### Description of the task
Gather every line in the entries below that contains the string "trunk", and copy each one in full. Case counts, so match only that exact capitalization.

### Working data

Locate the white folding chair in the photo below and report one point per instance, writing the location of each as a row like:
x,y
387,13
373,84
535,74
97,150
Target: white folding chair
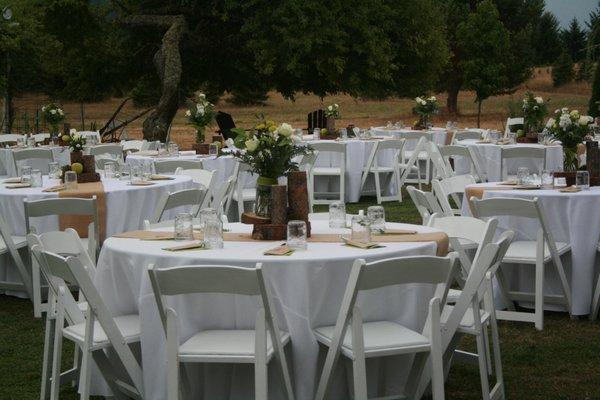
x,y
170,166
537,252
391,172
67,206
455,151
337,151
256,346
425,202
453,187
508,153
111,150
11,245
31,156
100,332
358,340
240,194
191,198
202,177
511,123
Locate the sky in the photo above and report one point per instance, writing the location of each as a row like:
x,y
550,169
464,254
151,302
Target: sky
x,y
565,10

---

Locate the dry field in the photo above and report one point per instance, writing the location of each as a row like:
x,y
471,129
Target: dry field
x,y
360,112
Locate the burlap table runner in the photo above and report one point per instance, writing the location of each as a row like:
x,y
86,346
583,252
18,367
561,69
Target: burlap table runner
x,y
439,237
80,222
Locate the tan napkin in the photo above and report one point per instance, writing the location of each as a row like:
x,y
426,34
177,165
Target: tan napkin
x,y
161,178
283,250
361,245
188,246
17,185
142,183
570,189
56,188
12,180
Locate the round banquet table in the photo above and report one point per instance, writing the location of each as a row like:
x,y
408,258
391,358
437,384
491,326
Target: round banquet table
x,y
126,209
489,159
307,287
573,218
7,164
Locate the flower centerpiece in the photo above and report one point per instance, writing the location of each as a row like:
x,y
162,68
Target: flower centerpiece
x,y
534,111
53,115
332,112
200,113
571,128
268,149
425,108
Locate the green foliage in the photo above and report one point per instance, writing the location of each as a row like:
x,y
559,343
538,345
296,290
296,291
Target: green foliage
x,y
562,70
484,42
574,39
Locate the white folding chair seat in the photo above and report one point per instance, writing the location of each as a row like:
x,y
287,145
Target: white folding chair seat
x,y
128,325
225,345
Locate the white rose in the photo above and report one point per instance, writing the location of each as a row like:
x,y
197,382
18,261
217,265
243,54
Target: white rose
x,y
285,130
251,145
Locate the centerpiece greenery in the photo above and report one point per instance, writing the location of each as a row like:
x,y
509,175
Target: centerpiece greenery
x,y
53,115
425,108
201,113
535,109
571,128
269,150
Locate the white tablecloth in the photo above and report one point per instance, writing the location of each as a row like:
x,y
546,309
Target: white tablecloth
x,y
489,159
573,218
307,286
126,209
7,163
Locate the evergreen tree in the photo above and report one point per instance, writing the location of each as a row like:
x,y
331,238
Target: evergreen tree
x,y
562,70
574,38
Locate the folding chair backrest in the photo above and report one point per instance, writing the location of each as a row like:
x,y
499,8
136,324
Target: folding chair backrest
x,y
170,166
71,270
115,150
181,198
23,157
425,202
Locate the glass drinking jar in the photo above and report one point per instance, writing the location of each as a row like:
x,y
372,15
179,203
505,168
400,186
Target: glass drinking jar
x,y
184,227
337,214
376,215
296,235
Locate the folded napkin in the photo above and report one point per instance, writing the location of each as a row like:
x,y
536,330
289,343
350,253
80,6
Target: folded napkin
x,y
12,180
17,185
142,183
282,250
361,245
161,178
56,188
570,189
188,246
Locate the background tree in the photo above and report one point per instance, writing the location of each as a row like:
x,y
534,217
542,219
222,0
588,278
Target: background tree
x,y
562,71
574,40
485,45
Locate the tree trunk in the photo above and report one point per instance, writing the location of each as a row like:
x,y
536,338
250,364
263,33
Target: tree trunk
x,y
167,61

---

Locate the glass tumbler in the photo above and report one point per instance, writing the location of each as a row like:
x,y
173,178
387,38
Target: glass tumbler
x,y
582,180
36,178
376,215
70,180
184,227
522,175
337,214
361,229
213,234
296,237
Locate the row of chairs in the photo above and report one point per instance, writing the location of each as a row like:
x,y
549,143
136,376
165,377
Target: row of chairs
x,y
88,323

### Response to this task
Locate the tree trunk in the photo above and report one point per instance, writing the location of each as a row like:
Target: tree trunk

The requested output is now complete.